** Start **
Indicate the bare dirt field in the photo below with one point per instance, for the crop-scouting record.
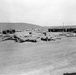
(41, 58)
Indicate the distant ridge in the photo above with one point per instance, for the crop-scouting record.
(18, 26)
(68, 26)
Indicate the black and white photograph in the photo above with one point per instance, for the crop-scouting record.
(37, 37)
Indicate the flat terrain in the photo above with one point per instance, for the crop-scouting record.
(41, 58)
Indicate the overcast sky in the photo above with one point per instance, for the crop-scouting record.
(40, 12)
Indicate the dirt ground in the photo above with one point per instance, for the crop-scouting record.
(41, 58)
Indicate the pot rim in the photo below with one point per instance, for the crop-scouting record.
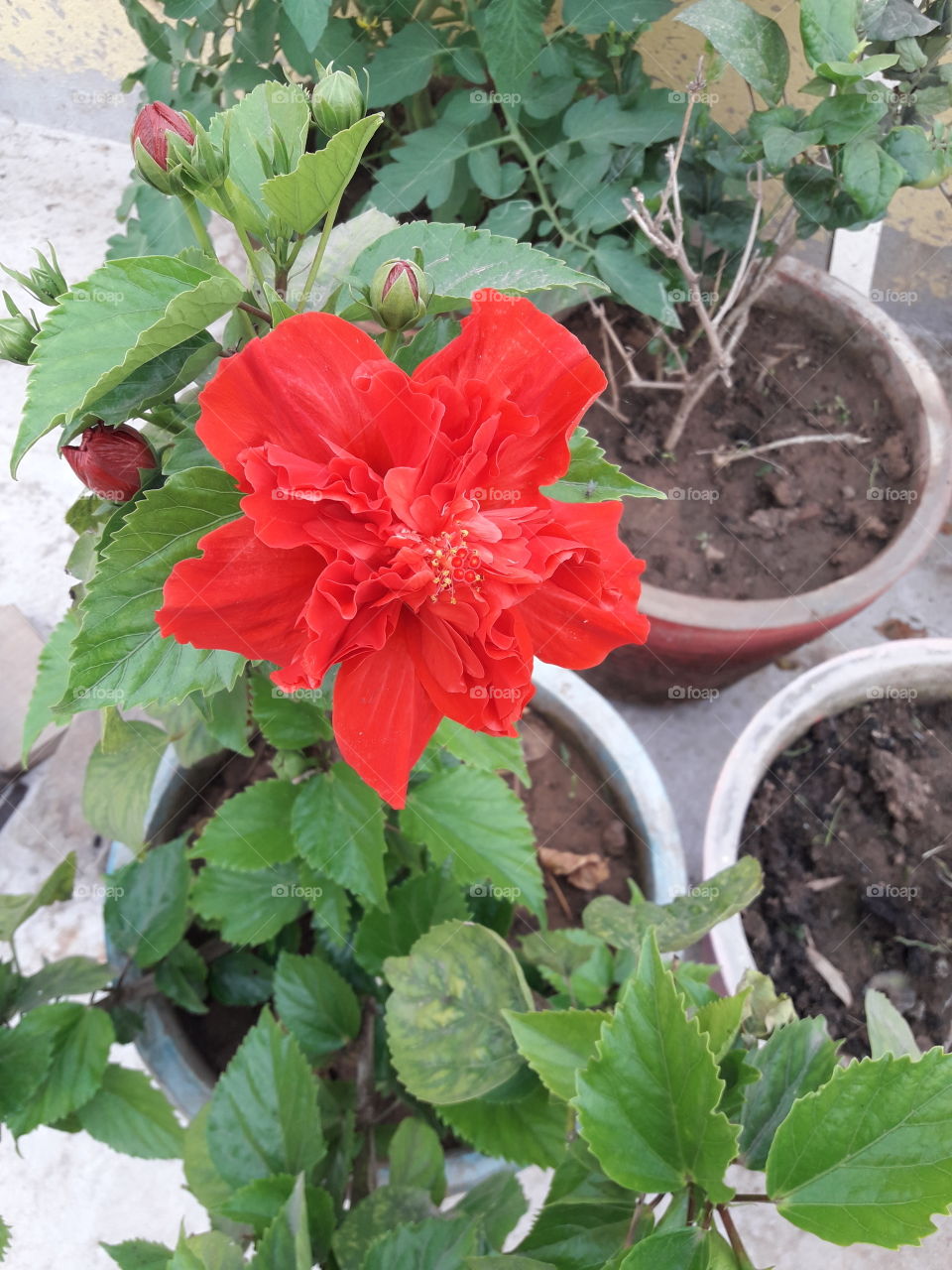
** End **
(WORK TO COMPLETE)
Copy the data character for character, but drop all pictures from the copy.

(RESULT OF THIS EXERCISE)
Indicate the bare dirt field in the photo below with one point per instance, for the crop-scouting record.
(41, 58)
Indicate the distant ridge in the photo above with one point per instance, for the crop-scouting record.
(18, 26)
(68, 26)
Indicate the black and white photograph in the photo above with one point per instance, for the crop-scouting record.
(37, 37)
Indicate the flat terrain in the photo above with one point per instance, for the crop-scouting record.
(41, 58)
Indicate the overcast sky in the photo above with one point per instance, for the crop-scouting record.
(40, 12)
Indicate the dirt ground in the photo above with one point per instance, for the crop-scouting record.
(41, 58)
Indicate the pot rim in the photo below with one point per instance, for the crop-scouting record.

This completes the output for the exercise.